▶ [Materials provided]:

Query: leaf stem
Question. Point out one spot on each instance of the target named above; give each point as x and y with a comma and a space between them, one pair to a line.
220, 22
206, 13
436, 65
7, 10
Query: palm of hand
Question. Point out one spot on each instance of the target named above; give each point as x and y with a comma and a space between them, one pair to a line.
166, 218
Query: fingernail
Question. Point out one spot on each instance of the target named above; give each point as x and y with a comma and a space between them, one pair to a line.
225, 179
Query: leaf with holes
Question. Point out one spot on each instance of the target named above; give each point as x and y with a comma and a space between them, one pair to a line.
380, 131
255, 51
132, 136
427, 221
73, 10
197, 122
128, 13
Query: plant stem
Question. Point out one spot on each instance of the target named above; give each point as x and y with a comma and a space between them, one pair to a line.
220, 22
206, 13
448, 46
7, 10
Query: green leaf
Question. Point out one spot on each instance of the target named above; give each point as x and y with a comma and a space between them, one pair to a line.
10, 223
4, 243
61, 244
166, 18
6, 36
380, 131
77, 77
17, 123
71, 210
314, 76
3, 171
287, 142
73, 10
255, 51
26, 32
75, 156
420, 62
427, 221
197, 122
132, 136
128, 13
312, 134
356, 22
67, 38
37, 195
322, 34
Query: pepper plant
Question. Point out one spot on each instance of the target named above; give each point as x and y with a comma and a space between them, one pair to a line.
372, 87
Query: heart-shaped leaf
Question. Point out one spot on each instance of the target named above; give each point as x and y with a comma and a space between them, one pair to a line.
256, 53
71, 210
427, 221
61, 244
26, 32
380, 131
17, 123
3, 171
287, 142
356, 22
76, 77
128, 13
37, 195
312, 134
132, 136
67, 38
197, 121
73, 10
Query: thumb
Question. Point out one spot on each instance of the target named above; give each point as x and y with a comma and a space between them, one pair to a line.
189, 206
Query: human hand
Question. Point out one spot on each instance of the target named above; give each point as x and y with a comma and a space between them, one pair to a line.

▶ [Instructions to follow]:
Everything in the listing should be written out again exactly.

▶ [Exercise response]:
Query: leaf stem
Question. Point out one spot on each instance of the target named above; give each point as x and y with a comma and a space between them, one pair to a line.
220, 22
206, 13
436, 65
7, 10
Query: palm of hand
Question. Point out one spot on each instance of the target named above; give each point as x and y with a comma and a space between them, one pair to a line.
166, 218
Query: fingernail
Question. Point out one spot on each instance of the target named above; give each point as x and y with a comma and a space between them, one pair to a line.
225, 179
Query: leaf with holes
Question. Point out one spot on each instance of the target named above; give each point as x and y with a comma and a space between them, one pair to a line.
380, 131
255, 51
132, 136
427, 221
73, 10
197, 122
128, 13
Query: plant stem
Question. Point out one spot on each instance of the target named above; give each point as x and y with a comma and a space between them, one pair to a line.
220, 22
206, 13
448, 46
7, 10
Query: green leaf
Question. Point out one spot on each instance of the target named above; give each point as x and y with a comma and a space between them, one pair to a line.
10, 223
4, 243
61, 244
166, 18
6, 36
380, 131
77, 77
17, 123
71, 210
314, 76
3, 171
287, 142
73, 10
255, 51
26, 32
75, 156
420, 62
427, 221
197, 122
132, 136
128, 13
312, 134
356, 22
67, 38
37, 195
322, 34
Query: pepper plant
Question. Point out one spot on each instance of the target named above; give each point as x and y with a comma and a space between them, one pair to a line.
372, 87
Query: heart-shaped leaf
Question. Point out one spot on each instance of the target named above; give each point as x and y with a comma and a space between them, one pair to a line.
256, 53
71, 210
427, 221
61, 244
26, 32
380, 131
17, 123
3, 171
287, 142
356, 22
76, 77
128, 13
37, 195
312, 134
132, 136
67, 38
197, 121
73, 10
Query: thumb
Question. Point out one spot on each instance of the target named above; give each point as x and y with a comma and a space between them, one pair to a line.
189, 206
Query: human hand
Question. Point out one spot on each instance of the target named above; give each point as x and y with a comma and a space between them, one pair to a line.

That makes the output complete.